Please swap "point out" for "locate" everywhere it occurs in the material below, and write all the lines out again with nothing else changed.
··· DATASET CONTENT ···
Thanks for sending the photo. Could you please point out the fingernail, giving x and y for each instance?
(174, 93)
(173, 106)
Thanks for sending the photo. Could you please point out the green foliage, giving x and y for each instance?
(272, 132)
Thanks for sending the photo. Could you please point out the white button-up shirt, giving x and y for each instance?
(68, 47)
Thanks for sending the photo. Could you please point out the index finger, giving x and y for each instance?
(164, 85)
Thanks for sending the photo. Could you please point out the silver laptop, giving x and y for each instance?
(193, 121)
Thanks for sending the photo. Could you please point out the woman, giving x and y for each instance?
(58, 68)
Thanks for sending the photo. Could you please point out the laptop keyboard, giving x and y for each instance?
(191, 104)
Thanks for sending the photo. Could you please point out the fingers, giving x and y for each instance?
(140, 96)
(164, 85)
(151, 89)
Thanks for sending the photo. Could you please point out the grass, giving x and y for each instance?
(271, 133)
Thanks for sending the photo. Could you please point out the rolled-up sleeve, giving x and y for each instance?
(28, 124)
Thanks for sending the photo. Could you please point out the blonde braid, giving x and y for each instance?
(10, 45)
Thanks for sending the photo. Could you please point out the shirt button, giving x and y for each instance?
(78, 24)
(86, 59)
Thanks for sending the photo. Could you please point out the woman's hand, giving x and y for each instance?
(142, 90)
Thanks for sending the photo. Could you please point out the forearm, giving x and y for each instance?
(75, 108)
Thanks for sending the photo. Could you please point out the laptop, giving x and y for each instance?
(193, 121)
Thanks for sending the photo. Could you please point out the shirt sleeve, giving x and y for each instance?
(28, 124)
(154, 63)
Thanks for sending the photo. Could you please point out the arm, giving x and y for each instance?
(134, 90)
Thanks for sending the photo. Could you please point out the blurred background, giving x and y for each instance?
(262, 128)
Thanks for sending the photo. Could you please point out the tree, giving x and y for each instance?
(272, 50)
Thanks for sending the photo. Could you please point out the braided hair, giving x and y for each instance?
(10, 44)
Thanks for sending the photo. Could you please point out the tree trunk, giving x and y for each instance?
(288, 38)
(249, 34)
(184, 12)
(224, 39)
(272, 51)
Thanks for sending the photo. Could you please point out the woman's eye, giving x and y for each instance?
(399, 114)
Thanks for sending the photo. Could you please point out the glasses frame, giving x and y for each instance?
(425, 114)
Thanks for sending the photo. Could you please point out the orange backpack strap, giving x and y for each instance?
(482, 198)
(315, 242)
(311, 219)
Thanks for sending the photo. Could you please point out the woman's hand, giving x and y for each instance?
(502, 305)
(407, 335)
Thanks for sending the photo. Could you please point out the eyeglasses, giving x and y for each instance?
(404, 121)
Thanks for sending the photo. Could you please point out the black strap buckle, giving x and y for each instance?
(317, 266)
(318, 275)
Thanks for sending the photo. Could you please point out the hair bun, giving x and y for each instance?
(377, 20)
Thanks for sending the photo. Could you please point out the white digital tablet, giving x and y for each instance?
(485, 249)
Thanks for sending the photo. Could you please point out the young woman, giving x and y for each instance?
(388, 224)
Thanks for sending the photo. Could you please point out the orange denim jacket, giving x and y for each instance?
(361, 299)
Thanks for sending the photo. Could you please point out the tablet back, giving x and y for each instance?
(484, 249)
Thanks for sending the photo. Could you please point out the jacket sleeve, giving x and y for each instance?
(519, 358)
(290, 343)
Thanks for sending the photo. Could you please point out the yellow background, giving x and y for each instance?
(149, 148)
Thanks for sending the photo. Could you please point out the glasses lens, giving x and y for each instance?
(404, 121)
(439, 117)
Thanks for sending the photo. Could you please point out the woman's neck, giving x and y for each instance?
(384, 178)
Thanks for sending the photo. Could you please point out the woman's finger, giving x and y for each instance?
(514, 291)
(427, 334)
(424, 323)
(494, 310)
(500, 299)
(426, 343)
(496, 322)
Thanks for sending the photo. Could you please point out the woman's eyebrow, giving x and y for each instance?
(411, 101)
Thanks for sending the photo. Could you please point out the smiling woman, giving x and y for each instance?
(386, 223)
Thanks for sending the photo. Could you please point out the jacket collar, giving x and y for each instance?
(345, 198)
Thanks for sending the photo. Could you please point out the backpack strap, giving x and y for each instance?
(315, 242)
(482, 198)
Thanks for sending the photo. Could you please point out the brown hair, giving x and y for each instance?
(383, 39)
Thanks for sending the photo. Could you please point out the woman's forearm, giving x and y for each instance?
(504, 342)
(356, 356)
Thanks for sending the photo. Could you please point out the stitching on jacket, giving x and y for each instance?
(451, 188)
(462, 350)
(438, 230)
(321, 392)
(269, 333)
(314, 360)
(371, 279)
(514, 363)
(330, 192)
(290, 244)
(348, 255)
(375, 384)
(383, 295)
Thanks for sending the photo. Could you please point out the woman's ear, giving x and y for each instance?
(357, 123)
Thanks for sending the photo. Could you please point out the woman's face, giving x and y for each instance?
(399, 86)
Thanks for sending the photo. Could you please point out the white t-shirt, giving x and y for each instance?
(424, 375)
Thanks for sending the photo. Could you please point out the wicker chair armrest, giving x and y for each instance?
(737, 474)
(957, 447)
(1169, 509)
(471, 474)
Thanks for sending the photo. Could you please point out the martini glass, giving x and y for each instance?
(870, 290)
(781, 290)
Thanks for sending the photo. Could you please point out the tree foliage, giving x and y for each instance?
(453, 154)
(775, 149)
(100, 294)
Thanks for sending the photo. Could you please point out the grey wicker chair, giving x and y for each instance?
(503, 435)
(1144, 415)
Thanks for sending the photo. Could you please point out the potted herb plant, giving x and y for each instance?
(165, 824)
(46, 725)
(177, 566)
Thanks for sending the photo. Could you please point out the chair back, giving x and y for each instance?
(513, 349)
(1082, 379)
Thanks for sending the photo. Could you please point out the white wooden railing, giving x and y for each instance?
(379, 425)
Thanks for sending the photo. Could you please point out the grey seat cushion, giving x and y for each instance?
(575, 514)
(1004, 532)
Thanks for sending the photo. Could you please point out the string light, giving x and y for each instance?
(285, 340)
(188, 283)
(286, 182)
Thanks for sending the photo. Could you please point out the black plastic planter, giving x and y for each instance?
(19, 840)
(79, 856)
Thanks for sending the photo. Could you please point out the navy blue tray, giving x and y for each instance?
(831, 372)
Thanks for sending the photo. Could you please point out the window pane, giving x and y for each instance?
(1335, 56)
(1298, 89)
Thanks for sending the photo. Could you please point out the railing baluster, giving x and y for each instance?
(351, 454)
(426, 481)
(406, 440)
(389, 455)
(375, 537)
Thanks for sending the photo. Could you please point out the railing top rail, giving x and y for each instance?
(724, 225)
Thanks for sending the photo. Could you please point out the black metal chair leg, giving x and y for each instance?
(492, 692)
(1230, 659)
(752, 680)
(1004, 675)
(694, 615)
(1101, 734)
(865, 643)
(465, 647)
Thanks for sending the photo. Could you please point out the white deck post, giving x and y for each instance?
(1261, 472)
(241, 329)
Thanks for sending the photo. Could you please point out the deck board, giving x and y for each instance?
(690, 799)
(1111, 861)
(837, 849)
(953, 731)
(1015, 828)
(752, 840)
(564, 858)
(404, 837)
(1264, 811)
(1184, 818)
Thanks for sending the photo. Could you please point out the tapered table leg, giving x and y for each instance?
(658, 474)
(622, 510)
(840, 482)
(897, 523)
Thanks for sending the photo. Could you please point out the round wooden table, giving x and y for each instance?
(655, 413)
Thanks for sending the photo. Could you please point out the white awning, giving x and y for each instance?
···
> _RESULT FOR THIS EXERCISE_:
Thanks for sending the photo. Could you please locate the fingernail, giving x and y for each instance?
(174, 93)
(173, 106)
Thanks for sending the photo. Could you please locate the green foliage, giving x and y for each instance?
(272, 132)
Thanks for sending the photo. Could you please locate the white button-up shirt, giving x and y for each instance?
(68, 47)
Thanks for sending the photo. Could you please locate the index finger, giving x and y for each instance?
(164, 85)
Thanks for sending the photo. Could you please locate the silver laptop, giving x and y for each instance?
(193, 121)
Thanks for sending the photo. Could you please locate the woman, giving x and y for each instance?
(58, 68)
Thanks for sending the photo. Could you please locate the laptop keyboard, giving x and y for each instance?
(191, 104)
Thanks for sending the photo. Could you please locate the fingers, giving x and y for each instance?
(140, 96)
(164, 85)
(151, 89)
Thanks for sending the photo. Could you please locate the grass, giving x and y for each instance?
(271, 133)
Thanks for sending the photo. Could you please locate the rolled-up sleeve, giving x and y for each instance?
(28, 124)
Thanks for sending the photo. Could you please locate the blonde braid, giving x and y for each instance?
(10, 45)
Thanks for sending the photo. Could you please locate the shirt button, giving x and y for each instance?
(78, 24)
(86, 59)
Thanks for sending the photo. Could you please locate the woman's hand, giving x and y for each instance?
(142, 90)
Thanks for sending the photo. Could you please locate the forearm, giving x and y for each instance?
(75, 108)
Thanks for sending the photo. Could you please locate the laptop, giving x and y for each instance?
(193, 121)
Thanks for sending the photo. Could you please locate the shirt sleeve, giving x and y for each instance?
(28, 124)
(154, 63)
Thanks for sending the photo. Could you please locate the arm, giving x and y for each instance?
(134, 90)
Thanks for sending the photo. Could you please locate the blurred background, giving x and y for each instance?
(262, 128)
Thanks for sending the photo. Could you please locate the tree, giving x and y for each instance?
(272, 50)
Thanks for sending the photo. Could you please locate the braided hair, giving x and y for each instance?
(10, 44)
Thanks for sending the photo. Could you please locate the tree trunk, giving x and y for each instance?
(288, 38)
(249, 34)
(184, 12)
(224, 39)
(272, 51)
Thanks for sending the photo. Could you please locate the woman's eye, giving x and y for each instance?
(399, 114)
Thanks for sending the photo. Could you please locate the glasses frame, giving x and y for each instance?
(425, 114)
Thanks for sending the photo. Could you please locate the orange backpack strap, giving x and y for each instance?
(482, 198)
(315, 242)
(311, 219)
Thanks for sending the photo. Could you please locate the woman's hand, giving x and y for each instance?
(502, 305)
(407, 335)
Thanks for sending the photo. Could you please locate the eyeglasses, giving x and y for each instance?
(404, 121)
Thanks for sending the photo. Could you please locate the black strap buckle, giving x and y for each instance?
(317, 266)
(318, 275)
Thanks for sending the photo. Could you please locate the hair bun, giving x and y for each instance?
(377, 20)
Thanks for sending the photo. Could you please locate the white digital tablet, giving x and y for each instance?
(485, 249)
Thanks for sending the photo. Could you please locate the young woman, giving x and y for each instance?
(388, 224)
Thanks for sending the photo. Could you please locate the orange denim jacket, giving x and y for each instance?
(361, 299)
Thanks for sending the photo. Could you please locate the tablet back, giving x and y for each instance?
(484, 249)
Thanks for sending the photo. Could you please locate the jacket sleeve, giving x and y for each instance?
(519, 358)
(290, 343)
Thanks for sending the photo. Could you please locate the yellow background, giving x and y for each instance?
(149, 148)
Thanks for sending the photo. Could you please locate the glasses lens, giving x and y for each instance?
(404, 121)
(439, 117)
Thanks for sending the photo. Could you please locate the woman's neck, giving x and y for each instance?
(384, 178)
Thanks for sending the photo. Could you please locate the woman's finger, giving x and y for each instance?
(514, 291)
(427, 334)
(424, 323)
(494, 310)
(500, 299)
(426, 343)
(496, 322)
Thanks for sending the photo. Could you please locate the woman's eyebrow, giving x and y for each instance?
(411, 101)
Thanks for sending the photo. Could you please locate the smiling woman, giving x and y for each instance?
(386, 223)
Thanks for sending the photo. Could you please locate the jacket collar, giving x and y for each instance?
(345, 198)
Thanks for sending the photo. Could you please locate the backpack strap, giving x and y for each instance?
(315, 242)
(482, 198)
Thanks for sending the photo. Could you please locate the brown hair, giving x and y for each instance?
(383, 39)
Thanks for sending the photo. Could you please locate the woman's forearm, giving x and y for each instance?
(504, 342)
(356, 356)
Thanks for sending the photo. Could you please locate the stitching on jacket, giving x and y for each instance?
(451, 188)
(462, 350)
(438, 230)
(321, 392)
(269, 333)
(314, 360)
(371, 279)
(514, 363)
(330, 192)
(290, 244)
(348, 255)
(375, 384)
(383, 295)
Thanks for sending the photo. Could you please locate the woman's ear, giving x and y for each instance?
(357, 123)
Thanks for sending the photo. Could you please locate the woman's face, giving x and y for each instance?
(399, 86)
Thanks for sending the photo. Could you please locate the white t-shirt, giving x and y for each instance?
(424, 375)
Thanks for sending the photo. Could you please locate the wicker chair armrest, giving x and y for each instance?
(737, 474)
(957, 447)
(1169, 509)
(471, 474)
Thanks for sending the photo. Could you please locate the martini glass, giving x and y for each instance?
(870, 290)
(781, 290)
Thanks for sending the photo. Could you please locate the tree foliage, giving x and y for each instance?
(453, 154)
(775, 149)
(100, 294)
Thanks for sending the photo. Could you please locate the grey wicker chair, giving x and y for each instance?
(503, 435)
(1144, 415)
Thanks for sending the photo. Could you please locate the potted herb plant, giving x and y for each instance?
(165, 824)
(46, 725)
(177, 566)
Thanks for sending the photo. Could you please locate the chair back, giving x and y for each instance?
(513, 349)
(1082, 379)
Thanks for sending the photo. Could you please locate the white wooden railing, giving x and y for each instance?
(379, 425)
Thanks for sending the photo. Could you please locate the grey seat cushion, giving x and y for each instance?
(575, 514)
(1004, 532)
Thanks for sending the photo. Could you please locate the string light, giving x and y for each instance?
(285, 340)
(188, 283)
(286, 182)
Thanks for sending the photo. Could you please locate the black plastic planter, giving x and y for each instance?
(19, 840)
(79, 856)
Thanks for sending the photo. Could you please locate the navy blue tray, giving x and y for each instance?
(831, 372)
Thanks for sending the photo. Could you please locate the window pane, giving x and y for each instance?
(1335, 56)
(1298, 89)
Thanks for sending the photo. Could you please locate the railing baluster, giving x and y for each instance?
(351, 454)
(426, 481)
(406, 440)
(389, 455)
(375, 537)
Thanks for sending the photo. Could you please locate the railing top rail, giving x and y for each instance?
(724, 225)
Thanks for sending the photo. Could you please locate the black metal chair leg, giving x and y for each instance?
(492, 692)
(1230, 659)
(752, 680)
(1004, 675)
(694, 615)
(1101, 734)
(865, 643)
(465, 647)
Thanks for sending the photo. Could you please locate the white deck post, giving x and y for each instance?
(1261, 472)
(241, 329)
Thanks for sending the photo. Could you please locate the deck board, giving x and y for each instance?
(690, 799)
(1111, 861)
(837, 849)
(953, 731)
(1015, 828)
(752, 840)
(564, 858)
(404, 837)
(1264, 811)
(1184, 818)
Thanks for sending the photo. Could you please locate the tapered table leg, giving x and y for each instance?
(658, 474)
(622, 510)
(840, 482)
(897, 523)
Thanks for sending the photo. Could you please locate the round wooden table, giving x and y for each instance?
(655, 413)
Thanks for sending the photo. Could you please locate the white awning, giving x and y for each instance?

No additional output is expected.